INSTRUCTIONS TO FOLLOW
Print every line of the material below without changing a single character.

=====

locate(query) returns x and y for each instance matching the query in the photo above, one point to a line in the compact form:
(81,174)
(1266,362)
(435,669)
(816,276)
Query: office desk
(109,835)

=====

WRITTEN ANSWER
locate(query) returns x and y for each instance matching the query in the photo above, one point to a line in the compact form:
(81,174)
(1266,362)
(435,669)
(816,276)
Query: office desk
(109,835)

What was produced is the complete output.